[Dataset lines on where objects show up]
>> Begin

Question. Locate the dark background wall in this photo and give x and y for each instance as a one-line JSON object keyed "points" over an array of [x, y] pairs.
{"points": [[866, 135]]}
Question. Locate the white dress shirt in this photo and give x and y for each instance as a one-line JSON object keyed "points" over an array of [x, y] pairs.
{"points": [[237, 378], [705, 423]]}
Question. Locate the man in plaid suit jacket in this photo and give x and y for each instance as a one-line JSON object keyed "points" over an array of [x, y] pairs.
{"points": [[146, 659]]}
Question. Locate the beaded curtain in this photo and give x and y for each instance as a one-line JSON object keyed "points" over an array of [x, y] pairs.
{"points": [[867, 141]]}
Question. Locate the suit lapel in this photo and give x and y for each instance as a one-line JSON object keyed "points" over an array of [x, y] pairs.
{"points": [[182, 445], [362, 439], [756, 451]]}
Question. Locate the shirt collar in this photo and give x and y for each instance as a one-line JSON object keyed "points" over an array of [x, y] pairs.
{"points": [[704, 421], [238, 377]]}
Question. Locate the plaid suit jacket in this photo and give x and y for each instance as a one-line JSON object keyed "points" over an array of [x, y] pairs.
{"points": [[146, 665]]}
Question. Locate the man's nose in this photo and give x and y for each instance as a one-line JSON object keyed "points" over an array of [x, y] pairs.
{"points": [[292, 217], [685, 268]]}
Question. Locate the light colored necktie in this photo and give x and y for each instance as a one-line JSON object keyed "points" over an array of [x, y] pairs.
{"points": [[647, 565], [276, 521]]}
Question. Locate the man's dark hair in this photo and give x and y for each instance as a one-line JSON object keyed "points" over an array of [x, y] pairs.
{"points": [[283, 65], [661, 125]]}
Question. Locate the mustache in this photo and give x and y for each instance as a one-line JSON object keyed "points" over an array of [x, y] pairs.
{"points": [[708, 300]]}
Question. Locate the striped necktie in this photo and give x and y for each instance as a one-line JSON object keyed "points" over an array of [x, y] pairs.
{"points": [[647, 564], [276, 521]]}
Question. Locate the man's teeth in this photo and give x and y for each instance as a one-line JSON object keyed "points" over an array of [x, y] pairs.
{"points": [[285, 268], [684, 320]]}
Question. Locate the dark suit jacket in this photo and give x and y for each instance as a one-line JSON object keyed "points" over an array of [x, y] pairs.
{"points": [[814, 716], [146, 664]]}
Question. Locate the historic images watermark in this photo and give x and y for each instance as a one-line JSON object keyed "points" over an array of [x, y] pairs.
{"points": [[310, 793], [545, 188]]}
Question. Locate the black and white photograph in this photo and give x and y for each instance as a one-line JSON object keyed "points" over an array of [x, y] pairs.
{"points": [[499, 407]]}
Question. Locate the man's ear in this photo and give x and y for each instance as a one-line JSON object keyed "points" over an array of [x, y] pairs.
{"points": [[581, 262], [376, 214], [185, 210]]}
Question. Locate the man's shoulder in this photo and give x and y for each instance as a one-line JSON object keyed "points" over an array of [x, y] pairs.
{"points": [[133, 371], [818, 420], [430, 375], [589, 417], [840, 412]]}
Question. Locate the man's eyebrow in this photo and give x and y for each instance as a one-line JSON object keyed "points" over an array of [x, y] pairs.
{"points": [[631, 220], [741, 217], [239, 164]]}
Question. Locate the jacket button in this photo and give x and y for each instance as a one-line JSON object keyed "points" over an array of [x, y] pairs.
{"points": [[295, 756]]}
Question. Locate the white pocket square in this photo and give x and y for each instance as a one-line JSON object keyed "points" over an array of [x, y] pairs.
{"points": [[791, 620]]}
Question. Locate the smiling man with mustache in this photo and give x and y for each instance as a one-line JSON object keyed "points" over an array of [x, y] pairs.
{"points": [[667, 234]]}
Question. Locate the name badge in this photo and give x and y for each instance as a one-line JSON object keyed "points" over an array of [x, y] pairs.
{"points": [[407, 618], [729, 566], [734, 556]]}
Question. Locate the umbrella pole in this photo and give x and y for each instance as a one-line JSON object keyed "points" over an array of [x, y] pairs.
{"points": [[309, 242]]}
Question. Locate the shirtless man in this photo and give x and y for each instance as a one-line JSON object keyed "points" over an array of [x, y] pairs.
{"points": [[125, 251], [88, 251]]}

>> End

» **Given exercise**
Copy out word for word every line from the one containing "Question. Locate the man's eyebrow" through the final line.

» **Solution to this task**
Question. Locate the man's eyebrow in this photo and give x and y for each instance as a one-line JSON object keyed "points" over an array of [x, y] pairs.
{"points": [[631, 220], [741, 217], [239, 164]]}
Question. Locate the jacket button in this photo and give x and y for each instance as a one-line JSON object keyed "points" over an array of [x, y] pairs.
{"points": [[295, 756]]}
Question. Locate the white pocket square in this photo and give x and y for each instance as a one-line JSON object keyed "points" over an array of [x, y] pairs.
{"points": [[791, 620]]}
Question. Locate the smiling man with mustache in this photo and give x and y for each instance as a one-line JSON object keyed "points" over an array of [x, y] pairs.
{"points": [[667, 234]]}
Question. Locate the name badge in this photo and give x and y for each instance as a one-line JSON object keyed "points" over an array of [x, y] pairs.
{"points": [[407, 618], [729, 566], [734, 556]]}
Question. Locate the umbrella pole in this photo and give x and y for each instance as a one-line JSON object keyed "points" over an array of [x, y] pairs.
{"points": [[309, 242]]}
Question. Locate the shirtless man in this photo and give x and y for each instance as a one-line JSON object keyed "points" over an array of [x, y] pairs.
{"points": [[125, 251], [88, 251]]}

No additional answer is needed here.